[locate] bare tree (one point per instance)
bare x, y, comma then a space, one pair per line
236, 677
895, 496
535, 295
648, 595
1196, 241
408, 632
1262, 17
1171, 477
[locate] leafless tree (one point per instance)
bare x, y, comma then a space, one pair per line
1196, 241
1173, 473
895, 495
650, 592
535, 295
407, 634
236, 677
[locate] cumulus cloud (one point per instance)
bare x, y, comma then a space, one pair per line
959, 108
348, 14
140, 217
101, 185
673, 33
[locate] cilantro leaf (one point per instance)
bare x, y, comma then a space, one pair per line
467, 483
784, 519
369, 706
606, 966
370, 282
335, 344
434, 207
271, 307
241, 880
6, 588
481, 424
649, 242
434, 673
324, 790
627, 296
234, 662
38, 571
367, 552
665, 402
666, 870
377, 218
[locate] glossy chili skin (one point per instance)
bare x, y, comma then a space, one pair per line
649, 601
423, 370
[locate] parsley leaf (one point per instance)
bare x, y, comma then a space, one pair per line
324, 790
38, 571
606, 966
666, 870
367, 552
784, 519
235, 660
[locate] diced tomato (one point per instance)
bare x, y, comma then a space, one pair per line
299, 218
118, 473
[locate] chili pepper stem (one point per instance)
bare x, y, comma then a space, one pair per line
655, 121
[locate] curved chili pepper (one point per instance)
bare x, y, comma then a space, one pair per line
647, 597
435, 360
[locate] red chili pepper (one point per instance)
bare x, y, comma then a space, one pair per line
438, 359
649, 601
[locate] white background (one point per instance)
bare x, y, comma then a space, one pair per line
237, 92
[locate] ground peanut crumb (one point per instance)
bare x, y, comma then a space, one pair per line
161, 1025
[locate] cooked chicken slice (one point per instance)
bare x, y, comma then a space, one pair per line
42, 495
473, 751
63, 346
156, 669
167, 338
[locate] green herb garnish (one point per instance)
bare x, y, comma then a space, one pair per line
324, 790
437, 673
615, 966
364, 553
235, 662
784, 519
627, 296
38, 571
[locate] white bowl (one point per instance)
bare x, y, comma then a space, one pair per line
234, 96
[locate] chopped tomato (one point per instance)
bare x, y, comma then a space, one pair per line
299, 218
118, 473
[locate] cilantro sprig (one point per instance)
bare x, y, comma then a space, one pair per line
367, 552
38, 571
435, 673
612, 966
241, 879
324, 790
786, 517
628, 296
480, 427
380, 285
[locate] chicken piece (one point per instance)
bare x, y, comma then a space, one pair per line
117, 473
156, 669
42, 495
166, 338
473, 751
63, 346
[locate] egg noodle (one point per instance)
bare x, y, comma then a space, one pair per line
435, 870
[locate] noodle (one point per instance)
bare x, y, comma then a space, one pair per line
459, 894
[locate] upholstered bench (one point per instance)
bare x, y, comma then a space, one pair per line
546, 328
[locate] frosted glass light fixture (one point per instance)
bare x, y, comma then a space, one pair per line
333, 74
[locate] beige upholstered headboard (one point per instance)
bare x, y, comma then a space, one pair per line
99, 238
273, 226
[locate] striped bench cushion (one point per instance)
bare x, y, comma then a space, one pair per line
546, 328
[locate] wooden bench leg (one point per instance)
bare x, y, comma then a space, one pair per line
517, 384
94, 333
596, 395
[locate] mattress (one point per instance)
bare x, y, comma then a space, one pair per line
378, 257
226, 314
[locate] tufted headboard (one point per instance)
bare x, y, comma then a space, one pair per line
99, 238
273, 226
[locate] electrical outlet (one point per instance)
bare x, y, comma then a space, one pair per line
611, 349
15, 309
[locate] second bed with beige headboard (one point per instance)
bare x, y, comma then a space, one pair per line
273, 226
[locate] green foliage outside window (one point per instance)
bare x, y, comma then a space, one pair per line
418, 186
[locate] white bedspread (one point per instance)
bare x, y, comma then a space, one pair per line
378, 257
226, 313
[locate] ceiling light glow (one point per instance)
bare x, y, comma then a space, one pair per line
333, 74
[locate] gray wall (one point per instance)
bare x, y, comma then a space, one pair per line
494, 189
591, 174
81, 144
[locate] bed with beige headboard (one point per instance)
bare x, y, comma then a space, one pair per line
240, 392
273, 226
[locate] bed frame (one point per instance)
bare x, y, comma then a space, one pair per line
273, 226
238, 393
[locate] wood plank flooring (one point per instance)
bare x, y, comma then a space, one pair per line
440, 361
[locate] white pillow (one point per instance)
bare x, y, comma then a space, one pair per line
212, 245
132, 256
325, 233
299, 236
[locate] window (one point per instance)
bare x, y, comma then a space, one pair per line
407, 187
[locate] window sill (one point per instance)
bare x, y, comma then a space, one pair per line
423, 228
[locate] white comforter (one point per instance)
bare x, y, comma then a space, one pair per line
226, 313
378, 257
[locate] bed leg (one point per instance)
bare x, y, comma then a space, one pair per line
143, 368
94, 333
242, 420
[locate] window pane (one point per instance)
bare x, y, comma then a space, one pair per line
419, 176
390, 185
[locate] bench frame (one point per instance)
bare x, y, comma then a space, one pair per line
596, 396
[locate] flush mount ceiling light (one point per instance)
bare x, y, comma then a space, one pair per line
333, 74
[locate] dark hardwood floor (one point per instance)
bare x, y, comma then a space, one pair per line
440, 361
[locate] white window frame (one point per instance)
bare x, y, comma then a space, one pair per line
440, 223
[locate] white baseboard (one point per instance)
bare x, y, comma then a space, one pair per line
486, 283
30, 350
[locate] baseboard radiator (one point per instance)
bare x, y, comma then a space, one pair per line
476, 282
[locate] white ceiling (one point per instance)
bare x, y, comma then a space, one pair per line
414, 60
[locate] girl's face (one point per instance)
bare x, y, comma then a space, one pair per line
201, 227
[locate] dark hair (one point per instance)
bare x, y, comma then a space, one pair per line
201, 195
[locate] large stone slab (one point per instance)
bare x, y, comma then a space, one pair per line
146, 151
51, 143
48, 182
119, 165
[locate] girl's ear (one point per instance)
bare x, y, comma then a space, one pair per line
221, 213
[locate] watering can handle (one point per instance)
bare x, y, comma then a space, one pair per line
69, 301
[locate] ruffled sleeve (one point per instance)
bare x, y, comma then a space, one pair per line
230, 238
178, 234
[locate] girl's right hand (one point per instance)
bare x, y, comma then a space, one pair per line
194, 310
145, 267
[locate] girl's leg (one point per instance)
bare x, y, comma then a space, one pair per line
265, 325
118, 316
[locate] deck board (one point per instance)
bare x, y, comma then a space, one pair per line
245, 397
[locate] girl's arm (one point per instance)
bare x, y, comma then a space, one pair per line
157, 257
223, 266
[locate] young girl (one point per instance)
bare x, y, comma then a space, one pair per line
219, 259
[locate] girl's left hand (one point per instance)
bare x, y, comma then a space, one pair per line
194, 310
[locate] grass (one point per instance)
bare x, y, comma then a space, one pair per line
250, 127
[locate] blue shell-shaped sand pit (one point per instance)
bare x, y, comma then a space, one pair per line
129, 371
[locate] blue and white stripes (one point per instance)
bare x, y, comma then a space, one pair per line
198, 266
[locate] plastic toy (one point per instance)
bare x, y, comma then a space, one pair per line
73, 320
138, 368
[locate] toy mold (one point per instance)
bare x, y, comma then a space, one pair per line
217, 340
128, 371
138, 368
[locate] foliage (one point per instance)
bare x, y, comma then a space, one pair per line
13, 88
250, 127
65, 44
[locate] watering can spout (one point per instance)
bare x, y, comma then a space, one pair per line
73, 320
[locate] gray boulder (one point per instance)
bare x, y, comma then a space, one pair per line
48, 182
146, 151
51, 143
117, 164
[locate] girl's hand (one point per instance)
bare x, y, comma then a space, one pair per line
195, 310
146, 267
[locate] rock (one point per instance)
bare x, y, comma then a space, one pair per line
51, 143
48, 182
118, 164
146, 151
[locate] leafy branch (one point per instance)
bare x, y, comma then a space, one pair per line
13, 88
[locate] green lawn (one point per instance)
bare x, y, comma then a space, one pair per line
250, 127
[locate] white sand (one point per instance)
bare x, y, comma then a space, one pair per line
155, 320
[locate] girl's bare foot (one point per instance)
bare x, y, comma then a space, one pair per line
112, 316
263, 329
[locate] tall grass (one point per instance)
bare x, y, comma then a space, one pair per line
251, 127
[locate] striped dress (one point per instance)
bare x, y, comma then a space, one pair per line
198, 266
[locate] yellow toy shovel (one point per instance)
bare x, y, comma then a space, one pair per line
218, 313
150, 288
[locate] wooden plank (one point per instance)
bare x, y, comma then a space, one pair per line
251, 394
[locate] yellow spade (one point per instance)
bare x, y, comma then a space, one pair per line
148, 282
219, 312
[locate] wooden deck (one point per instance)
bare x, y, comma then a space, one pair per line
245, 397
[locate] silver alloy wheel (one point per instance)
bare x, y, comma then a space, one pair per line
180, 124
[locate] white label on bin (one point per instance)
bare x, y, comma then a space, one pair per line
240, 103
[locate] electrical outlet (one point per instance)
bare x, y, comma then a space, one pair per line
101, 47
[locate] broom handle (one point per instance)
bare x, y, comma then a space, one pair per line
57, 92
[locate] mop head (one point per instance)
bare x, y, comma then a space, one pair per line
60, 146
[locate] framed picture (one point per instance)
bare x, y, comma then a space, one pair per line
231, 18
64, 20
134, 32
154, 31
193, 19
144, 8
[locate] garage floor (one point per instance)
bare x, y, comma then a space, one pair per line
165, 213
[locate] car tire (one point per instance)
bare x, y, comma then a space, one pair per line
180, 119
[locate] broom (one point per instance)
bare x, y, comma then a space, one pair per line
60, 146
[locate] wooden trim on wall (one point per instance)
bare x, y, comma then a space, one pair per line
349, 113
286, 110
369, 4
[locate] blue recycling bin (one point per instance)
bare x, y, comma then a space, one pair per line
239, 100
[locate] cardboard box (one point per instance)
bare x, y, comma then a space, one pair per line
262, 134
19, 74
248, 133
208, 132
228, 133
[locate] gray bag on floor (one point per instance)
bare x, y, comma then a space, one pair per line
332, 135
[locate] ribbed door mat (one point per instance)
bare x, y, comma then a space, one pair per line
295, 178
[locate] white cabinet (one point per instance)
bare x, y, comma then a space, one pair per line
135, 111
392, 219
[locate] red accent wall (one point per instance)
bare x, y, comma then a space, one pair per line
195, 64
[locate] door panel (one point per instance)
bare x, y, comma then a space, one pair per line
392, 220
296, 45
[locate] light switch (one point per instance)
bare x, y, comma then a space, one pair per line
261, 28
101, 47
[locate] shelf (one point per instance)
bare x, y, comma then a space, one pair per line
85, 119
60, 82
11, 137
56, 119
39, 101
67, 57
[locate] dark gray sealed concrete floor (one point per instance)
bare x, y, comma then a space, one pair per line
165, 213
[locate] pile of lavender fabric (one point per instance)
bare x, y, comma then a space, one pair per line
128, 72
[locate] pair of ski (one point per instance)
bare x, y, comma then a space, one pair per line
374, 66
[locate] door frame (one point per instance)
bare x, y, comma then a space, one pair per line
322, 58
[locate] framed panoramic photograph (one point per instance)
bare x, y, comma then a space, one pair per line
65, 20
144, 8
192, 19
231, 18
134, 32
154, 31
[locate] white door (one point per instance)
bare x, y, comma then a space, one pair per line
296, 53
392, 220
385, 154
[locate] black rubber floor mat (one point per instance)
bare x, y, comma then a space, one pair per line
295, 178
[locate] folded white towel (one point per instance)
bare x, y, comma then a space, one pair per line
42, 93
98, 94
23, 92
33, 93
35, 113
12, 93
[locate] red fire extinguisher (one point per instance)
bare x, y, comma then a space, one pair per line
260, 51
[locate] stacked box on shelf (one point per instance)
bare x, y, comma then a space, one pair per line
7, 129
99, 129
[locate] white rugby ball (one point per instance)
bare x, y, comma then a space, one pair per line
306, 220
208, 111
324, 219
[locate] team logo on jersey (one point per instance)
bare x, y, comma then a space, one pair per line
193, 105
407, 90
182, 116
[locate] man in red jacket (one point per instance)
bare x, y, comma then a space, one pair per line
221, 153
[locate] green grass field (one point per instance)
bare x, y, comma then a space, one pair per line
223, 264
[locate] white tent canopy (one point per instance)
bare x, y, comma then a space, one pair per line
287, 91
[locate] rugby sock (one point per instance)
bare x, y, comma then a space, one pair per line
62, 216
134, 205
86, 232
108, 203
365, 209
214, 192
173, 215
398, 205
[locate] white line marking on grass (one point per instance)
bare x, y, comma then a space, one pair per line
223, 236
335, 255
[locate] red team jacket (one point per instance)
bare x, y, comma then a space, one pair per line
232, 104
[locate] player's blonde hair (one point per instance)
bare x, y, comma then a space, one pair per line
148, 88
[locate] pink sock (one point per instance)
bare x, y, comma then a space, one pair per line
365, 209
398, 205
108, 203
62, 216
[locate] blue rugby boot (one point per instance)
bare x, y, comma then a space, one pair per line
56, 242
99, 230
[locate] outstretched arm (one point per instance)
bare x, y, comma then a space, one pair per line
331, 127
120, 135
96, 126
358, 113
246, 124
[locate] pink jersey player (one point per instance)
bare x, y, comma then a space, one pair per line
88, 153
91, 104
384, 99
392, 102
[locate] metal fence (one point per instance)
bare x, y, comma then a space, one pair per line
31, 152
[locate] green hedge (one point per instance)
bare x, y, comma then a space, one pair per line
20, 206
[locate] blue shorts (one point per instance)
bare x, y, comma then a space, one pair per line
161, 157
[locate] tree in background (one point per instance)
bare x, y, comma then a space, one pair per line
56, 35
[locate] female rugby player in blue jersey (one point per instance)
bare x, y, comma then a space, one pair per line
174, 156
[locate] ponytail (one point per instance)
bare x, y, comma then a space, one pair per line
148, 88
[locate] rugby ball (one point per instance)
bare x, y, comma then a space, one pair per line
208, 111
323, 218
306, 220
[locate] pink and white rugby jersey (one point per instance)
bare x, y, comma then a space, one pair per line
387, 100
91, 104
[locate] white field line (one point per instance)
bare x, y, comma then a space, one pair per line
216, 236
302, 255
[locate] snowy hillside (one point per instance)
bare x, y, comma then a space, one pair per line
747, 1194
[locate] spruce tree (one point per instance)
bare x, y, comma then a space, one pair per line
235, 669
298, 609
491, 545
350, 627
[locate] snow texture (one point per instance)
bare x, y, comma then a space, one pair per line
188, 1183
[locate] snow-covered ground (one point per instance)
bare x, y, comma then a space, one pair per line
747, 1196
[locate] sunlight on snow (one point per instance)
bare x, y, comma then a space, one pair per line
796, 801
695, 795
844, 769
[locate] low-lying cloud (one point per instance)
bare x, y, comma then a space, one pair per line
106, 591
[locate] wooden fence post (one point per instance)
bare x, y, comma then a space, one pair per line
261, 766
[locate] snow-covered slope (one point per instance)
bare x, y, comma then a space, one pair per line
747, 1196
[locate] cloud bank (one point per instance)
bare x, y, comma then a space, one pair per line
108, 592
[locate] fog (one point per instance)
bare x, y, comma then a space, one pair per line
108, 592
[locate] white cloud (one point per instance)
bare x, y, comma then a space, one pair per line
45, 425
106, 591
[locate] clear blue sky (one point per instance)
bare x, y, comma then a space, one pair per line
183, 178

• • • • • • •

• **EXERCISE DIRECTIONS**: Please lay out the material from the line holding "[locate] sunlight on" through the end of the material, inclusive, as a Markdown table with columns Row and Content. Number each row and leave out blank lines.

• **RESPONSE TO THE EXERCISE**:
| Row | Content |
|---|---|
| 1 | [locate] sunlight on snow (one point per instance) |
| 2 | bare x, y, comma then a space, one pair per line |
| 3 | 796, 801 |
| 4 | 695, 795 |
| 5 | 844, 769 |
| 6 | [locate] low-lying cloud (one point per instance) |
| 7 | bare x, y, comma then a space, one pair per line |
| 8 | 106, 591 |
| 9 | [locate] wooden fence post (one point per instance) |
| 10 | bare x, y, comma then a space, one pair per line |
| 11 | 261, 766 |
| 12 | [locate] snow-covered slope (one point per instance) |
| 13 | bare x, y, comma then a space, one pair per line |
| 14 | 747, 1196 |
| 15 | [locate] cloud bank (one point per instance) |
| 16 | bare x, y, comma then a space, one pair per line |
| 17 | 108, 592 |
| 18 | [locate] fog (one point per instance) |
| 19 | bare x, y, comma then a space, one pair per line |
| 20 | 108, 592 |
| 21 | [locate] white cloud (one point per instance) |
| 22 | bare x, y, comma then a space, one pair per line |
| 23 | 45, 425 |
| 24 | 106, 591 |
| 25 | [locate] clear blue sky (one point per instance) |
| 26 | bare x, y, comma then a space, one pair per line |
| 27 | 183, 178 |